— start Text —

# 45th Annual Bill Hargreaves Fishing Rodeo OFFICIAL



## swhiting (Oct 4, 2007)

June 18 - 21, 2015; Father's Day Weekend

WEBSITE has been updated.

Changes this year include:
$1,000 Aggregate Pelagic Grand Prize
1st and 2nd Places for Open Division
no more Lionfish category....

and....

plan on publishing the leader board online, real time.

Hope to see you all there!




......................................


----------



## BananaTom (Feb 16, 2008)

An awesome fun time in this event can be had.


----------



## swhiting (Oct 4, 2007)

Dang Tom. Is there another term for an fanatic lurker....

Ain't no way I'm challenging you to a quick draw.




.........................


----------



## Evensplit (Oct 2, 2007)

Gonna be the best year yet! $1000 aggregate grand prize and several other prizes are bigger than in years past.


----------



## swhiting (Oct 4, 2007)

Tickets can be purchased NOW!

You can purchase tickets in person or buy them online.

Details are on the WEBSITE.



...................................


----------



## jcasey (Oct 12, 2007)

Is the entry $40 per person ?


----------



## swhiting (Oct 4, 2007)

$40 for each adult and it includes a fish fry dinner at the awards ceremony.

12 and under are free.


----------



## jcasey (Oct 12, 2007)

Cool. I checked out the details and it looks like it is a fun tournament. Hopefully, I can talk my wife into doing something like this. Thanks for replying back.


----------



## BananaTom (Feb 16, 2008)

Thought I was going to be able to enter this year, with two boys.

— end Text —
— start Provided material —

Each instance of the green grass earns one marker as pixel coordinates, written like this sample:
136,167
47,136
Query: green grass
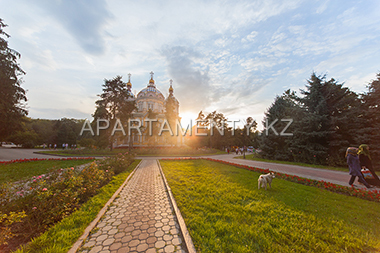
225,212
256,157
62,236
24,170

— end Provided material —

Can you resume the fishing rodeo forum thread from its final post, picking up after its last sentence? You won't need the records for anything here.

Exercise response:
But they left. Bummer.


----------



## swhiting (Oct 4, 2007)

One week out.

Get your tickets!

............


----------



## Caddy Yakker (May 21, 2011)

Is the Captain's meeting mandatory?


----------



## swhiting (Oct 4, 2007)

Caddy Yakker said:


> Is the Captain's meeting mandatory?


It is not mandatory.

There are refreshments provided and questions can be answered there.


----------



## Caddy Yakker (May 21, 2011)

Ok last question. Will there be any calcuttas?


----------



## swhiting (Oct 4, 2007)

No, but a whole lot of smack talk I'm sure.


----------



## Caddy Yakker (May 21, 2011)

Ok sounds good and looking forward to it! My brother and I will give it a go in our kayaks and the weather looks great!


----------



## swhiting (Oct 4, 2007)

Shore fishing - free; bait - $10; watching your child as they weigh a pinfish - priceless!

Go fishing tomorrow and/or Saturday and bring your child to weigh their catch.

Today is the last day for Open division tickets to be purchased. Children are free!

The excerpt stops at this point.